_Required action_.
All of the records are to be reproduced exactly.

_Extracted data entries_.

= = = = =

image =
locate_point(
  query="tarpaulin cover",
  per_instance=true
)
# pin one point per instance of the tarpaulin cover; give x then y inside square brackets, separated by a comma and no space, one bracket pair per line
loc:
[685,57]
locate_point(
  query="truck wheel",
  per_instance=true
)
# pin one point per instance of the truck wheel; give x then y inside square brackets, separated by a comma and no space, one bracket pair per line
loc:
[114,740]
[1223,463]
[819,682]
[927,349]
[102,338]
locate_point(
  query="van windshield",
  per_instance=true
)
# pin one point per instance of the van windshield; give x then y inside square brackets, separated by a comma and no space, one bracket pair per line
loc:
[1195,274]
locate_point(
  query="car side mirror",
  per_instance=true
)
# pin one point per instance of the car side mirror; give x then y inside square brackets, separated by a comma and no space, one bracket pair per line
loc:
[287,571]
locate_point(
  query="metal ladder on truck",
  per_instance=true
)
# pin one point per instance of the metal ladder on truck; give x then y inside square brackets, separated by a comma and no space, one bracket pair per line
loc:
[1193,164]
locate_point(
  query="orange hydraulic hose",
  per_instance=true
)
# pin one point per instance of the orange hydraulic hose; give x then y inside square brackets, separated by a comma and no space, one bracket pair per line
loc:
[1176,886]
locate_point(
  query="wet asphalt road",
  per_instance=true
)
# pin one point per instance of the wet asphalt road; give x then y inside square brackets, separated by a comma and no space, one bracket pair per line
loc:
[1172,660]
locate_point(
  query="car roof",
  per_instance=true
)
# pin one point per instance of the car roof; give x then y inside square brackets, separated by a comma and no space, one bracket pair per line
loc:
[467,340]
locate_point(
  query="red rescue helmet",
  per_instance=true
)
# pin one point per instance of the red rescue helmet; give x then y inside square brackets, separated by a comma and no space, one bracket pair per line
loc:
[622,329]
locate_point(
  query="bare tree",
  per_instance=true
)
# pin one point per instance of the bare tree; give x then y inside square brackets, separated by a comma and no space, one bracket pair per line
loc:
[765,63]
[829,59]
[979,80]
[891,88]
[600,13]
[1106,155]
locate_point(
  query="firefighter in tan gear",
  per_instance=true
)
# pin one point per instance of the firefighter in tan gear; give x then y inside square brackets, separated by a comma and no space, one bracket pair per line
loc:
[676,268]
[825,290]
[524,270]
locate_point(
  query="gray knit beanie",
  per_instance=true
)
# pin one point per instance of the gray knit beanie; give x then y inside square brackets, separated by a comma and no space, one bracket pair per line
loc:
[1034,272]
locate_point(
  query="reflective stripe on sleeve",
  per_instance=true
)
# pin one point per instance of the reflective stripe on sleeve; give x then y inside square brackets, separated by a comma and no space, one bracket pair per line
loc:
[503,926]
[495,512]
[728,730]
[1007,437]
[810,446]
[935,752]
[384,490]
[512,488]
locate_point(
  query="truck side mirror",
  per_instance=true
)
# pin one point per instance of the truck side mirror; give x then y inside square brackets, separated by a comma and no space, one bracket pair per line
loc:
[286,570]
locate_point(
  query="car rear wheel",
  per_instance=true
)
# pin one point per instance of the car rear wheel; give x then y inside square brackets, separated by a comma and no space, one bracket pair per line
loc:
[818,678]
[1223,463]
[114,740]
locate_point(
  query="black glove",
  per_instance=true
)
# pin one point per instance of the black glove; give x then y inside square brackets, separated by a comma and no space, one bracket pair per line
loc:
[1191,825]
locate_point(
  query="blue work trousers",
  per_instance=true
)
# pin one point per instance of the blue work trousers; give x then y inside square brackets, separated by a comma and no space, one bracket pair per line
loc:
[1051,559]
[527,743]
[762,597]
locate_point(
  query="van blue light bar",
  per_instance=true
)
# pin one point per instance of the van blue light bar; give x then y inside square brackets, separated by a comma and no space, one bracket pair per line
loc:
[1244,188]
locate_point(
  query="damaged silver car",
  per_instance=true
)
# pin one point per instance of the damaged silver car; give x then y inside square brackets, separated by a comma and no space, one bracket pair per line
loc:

= = = = =

_Written solution_.
image =
locate_point(
  query="tarpaulin cover",
  per_instance=true
)
# pin one point per instance of the tarpaulin cover; give x then y inside square brackets, separated by a comma and no space, one bracket pair per line
loc:
[685,57]
locate_point(
  query="truck wheel",
  per_instance=true
)
# pin one point per instance of the truck wheel; give x then y inside square brackets, separated by a comma and no space, one bracket pair per line
loc:
[114,740]
[1223,463]
[819,682]
[927,349]
[102,338]
locate_point(
  query="van windshield",
  per_instance=true
)
# pin one point per instance of the van windshield; give x then y inside square brackets, separated by a comma and no space, one bracket pair per line
loc:
[1195,274]
locate_point(
  query="car side mirror",
  per_instance=true
)
# pin one point per instance of the car side mirror; give x then y inside square brackets, separated by a comma and no space, one bracket pair per line
loc:
[287,571]
locate_point(
  query="metal ladder on truck",
  per_instance=true
)
# pin one point per instance of the metal ladder on truck; give x then y inside square brackets, separated by a comma and no space, one bracket pair per line
loc:
[1193,164]
locate_point(
  query="orange hydraulic hose",
  per_instance=true
)
# pin one point per instance of the orange hydraulic hose; give x then y inside square brackets, separated by a comma and no space, one bracket pair per line
loc:
[1176,886]
locate_point(
  query="wet asphalt road",
  per_instance=true
)
# pin one point per instance of the wet asphalt road; give x then y inside square brackets, separated by a comma and no space, one bracket pair per line
loc:
[1172,660]
locate_point(
  query="car roof",
  per_instance=true
)
# pin one point per instance of the car roof; give x then y inside square brackets, separated by a comma and no space, one bracket pair per line
loc:
[467,340]
locate_point(
  query="red rescue helmet",
  per_instance=true
)
# pin one point per instance of the red rescue helmet; give x then y inside square brackets, separated by a comma and no space, one bracket pair per line
loc:
[622,329]
locate_point(
  query="bare tree",
  per_instance=true
)
# pin one point per instance of the bare tree; give x then y inside square brackets, separated by a comma and no space, one bracket pair per line
loc:
[765,63]
[829,59]
[979,80]
[891,88]
[600,13]
[1106,155]
locate_point(
  query="firefighter in tan gear",
  per_instance=true
)
# pin one point per instance of the firefighter in tan gear; give x then y inside square brackets, separated by a comma and no space, one bracket pair per line
loc:
[676,268]
[825,290]
[524,270]
locate_point(
  query="gray knit beanie",
  per_instance=true
)
# pin one point per instance of the gray knit beanie; give x then y inside square brackets, separated by a comma and no space, one bracket pair per line
loc:
[1034,272]
locate_point(
  query="reflective stripe on sleeve",
  per_instance=true
)
# pin one point per instance of the reflective stripe on sleeve; give x then y inside square brackets, separated by a comma and no space, one bracket pair per line
loc:
[503,926]
[495,512]
[728,730]
[1007,437]
[810,446]
[935,752]
[384,490]
[512,488]
locate_point(
  query="truck side mirror",
  per_instance=true
)
# pin one point per instance of the truck side mirror; give x then y inside square brackets, separated by a comma and no space, one bracket pair per line
loc:
[286,570]
locate_point(
  query="car rear wheel",
  per_instance=true
)
# pin one point per instance of the car rear wheel; give x then y inside square brackets, separated by a comma and no space, one bracket pair per line
loc:
[818,678]
[1223,463]
[114,740]
locate_point(
  query="black glove",
  per_instance=true
)
# pin one point per instance of the black glove; give x then y inside square brackets, separated by a comma and no space, one bracket pair per line
loc:
[1191,825]
locate_point(
  query="blue work trousers",
  per_instance=true
)
# pin one point per instance of the blue work trousers; give x then y inside square brackets, separated by a comma and no space, one bracket pair per line
loc:
[1051,559]
[527,743]
[762,597]
locate_point(
  query="van blue light bar",
  per_instance=true
)
# pin one point per instance of the van blue light bar; give x then y inside square brackets, separated by a comma and no space, one bracket pair per line
loc:
[1244,188]
locate_point(
  query="damaged silver car",
  per_instance=true
)
# pin one point per instance of the damaged silver car; give x then y inside square brackets, separated by a comma and no space, one bracket pair per line
loc:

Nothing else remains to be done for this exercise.